## Werkopdracht A
Kopieer uit het artikel over de Groenlandse ijskap letterlijk alles tussen "Het woord klimaatverandering mag" en "werk heeft ontdekt.", beide inbegrepen.
## Werkopdracht B
Neem de draad op van het artikel over de smeltende Groenlandse ijskap en schrijf het verder na de laatste zin.

## Oefentekst
- - - -
NASA: IJskap Groenland verrast de wereld
SAINT LOUIS - Als de Groenlandse ijskap totaal wegsmelt, stijgt de zeespiegel wereldwijd met 7 meter. Zover is het nog niet, maar dat het sneller gaat dan vrijwel iedereen nu denkt, is voor een groep Amerikaanse onderzoekers zeker.
Een wereldstad als Los Angeles (VS) gebruikt per jaar met meer 5 miljoen inwoners zo ongeveer 1 kubieke kilometer drinkwater. Niet minder dan 224 kubieke kilometer smelt er jaarlijks af van alleen al de Groenlandse ijskap. Dat is meer dan waar iedereen in schattingen tot nu toe rekening mee houdt, zo verklaarde NASA-onderzoeker Eric Rignot gisteren op een persconferentie. Een jaar of tien geleden smolt er jaarlijks nog geen 150 kubieke kilometer van die ijskap af.Rignot waarschuwde zijn collega-klimaatwetenschappers vanuit Saint Louis aan de Mississippi. Daar houdt de American Association for the Advancement of Science (AAAS), ’s werelds grootste wetenschappelijke organisatie, haar jaarvergadering. Amerikaanse wetenschappers praten elkaar daarop in een dag of vijf bij over hun onderzoek van het afgelopen jaar.
Een paar weken geleden legde president Bush een hoge NASA-baas nog een spreekverbod op over alles wat met klimaatverandering heeft te maken. De ruimtevaartorganisatie zou onnodig paniek zaaien; bovendien wil de regering-Bush niet aannemen dat er sprake zou zijn van klimaatverandering waarvan de uitstoot van broeikasgassen van verkeer en industrie de oorzaak zou kunnen zijn. Uitgerekend een NASA-wetenschapper maakte gisteren in Saint-Louis namens zijn onderzoeksgroep bekend dat de Groenlandse ijskap de wereld nog voor verrassingen kan plaatsen.
„Noemt u onder druk van de regering niet het woord klimaatverandering in uw publicatie?” Die onvermijdelijke vraag kreeg Rignot gisteren op zijn persconferentie. Maar hij kon frank en vrij schrijven, verklaarde Rignot. Zijn artikel over de Groenlandse ijskap staat in het gisteren verschenen nummer van het in wetenschappelijke kringen hoogaangeschreven weekblad Science. Dat is de wekelijkse periodiek van de AAAS, goed voor ongeveer een miljoen lezers.
Het woord klimaatverandering mag dan in Rignots publicatie ontbreken, de cijfers die hij biedt, hebben er alles mee te maken. Het bijzondere aan zijn verhaal is dat klimaatonderzoekers tot nu toe geen rekening hebben gehouden met iets dat hij tijdens zijn werk heeft ontdekt.
- - - -
## Verzameling records
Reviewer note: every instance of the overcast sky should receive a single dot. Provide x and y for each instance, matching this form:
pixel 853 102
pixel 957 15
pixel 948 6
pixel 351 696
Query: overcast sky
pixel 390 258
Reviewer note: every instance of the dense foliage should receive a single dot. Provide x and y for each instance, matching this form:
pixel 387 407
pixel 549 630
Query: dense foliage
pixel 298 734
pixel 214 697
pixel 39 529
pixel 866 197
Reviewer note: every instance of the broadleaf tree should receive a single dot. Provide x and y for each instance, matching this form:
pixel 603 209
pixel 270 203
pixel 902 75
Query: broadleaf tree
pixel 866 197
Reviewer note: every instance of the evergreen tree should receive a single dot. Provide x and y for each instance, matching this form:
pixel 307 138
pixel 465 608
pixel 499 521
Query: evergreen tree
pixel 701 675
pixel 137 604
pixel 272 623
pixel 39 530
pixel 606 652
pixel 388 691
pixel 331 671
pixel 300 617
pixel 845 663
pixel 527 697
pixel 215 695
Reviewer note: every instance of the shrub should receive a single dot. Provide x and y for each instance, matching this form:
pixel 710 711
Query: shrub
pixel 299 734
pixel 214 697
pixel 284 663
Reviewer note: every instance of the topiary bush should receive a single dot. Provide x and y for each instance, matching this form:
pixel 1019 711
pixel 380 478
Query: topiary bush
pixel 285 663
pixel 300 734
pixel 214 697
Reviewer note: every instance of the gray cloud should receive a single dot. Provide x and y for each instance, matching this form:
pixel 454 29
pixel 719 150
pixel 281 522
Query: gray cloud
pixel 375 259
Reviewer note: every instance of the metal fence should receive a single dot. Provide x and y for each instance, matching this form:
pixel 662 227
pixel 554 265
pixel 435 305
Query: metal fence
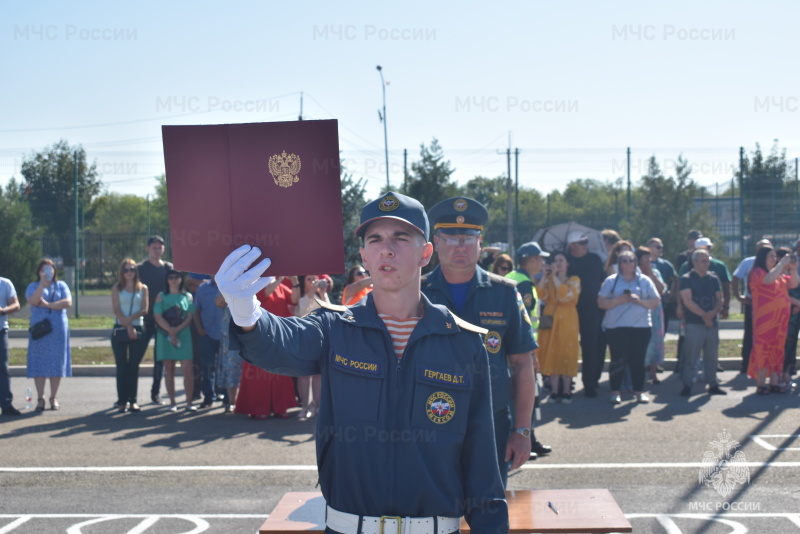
- - - -
## Uitkomst opdracht A
Het woord klimaatverandering mag dan in Rignots publicatie ontbreken, de cijfers die hij biedt, hebben er alles mee te maken. Het bijzondere aan zijn verhaal is dat klimaatonderzoekers tot nu toe geen rekening hebben gehouden met iets dat hij tijdens zijn werk heeft ontdekt.

## Uitkomst opdracht B
De Groenlandse ijskap smelt niet alleen, gletsjers aan de rand daarvan, de uitlopers in de richting van de omringende zee, verplaatsten zich in een beduidend hoger tempo dan tot nu toe is aangenomen. Niemand houdt daar in cijfers over zeespiegelstijging rekening mee, aldus Rignot. „Bovendien snappen we nog niet zo veel van de beweging van smeltend ijs.”
Per saldo, becijferde de NASA-onderzoeker, verdubbelde de laatste tien jaar de hoeveelheid ijs die de Groenlandse gletsjers jaarlijks verliezen. Daar komt bij dat het eind volgens hem niet in zicht is. „De temperatuur van de lucht steeg daar de afgelopen jaren met ongeveer 3 graden Celsius. Zo’n periode hebben we eerder in de jaren twintig van de vorige eeuw ook gesignaleerd, maar daarna werd het weer kouder. Daar ziet het nu zeker niet naar uit.”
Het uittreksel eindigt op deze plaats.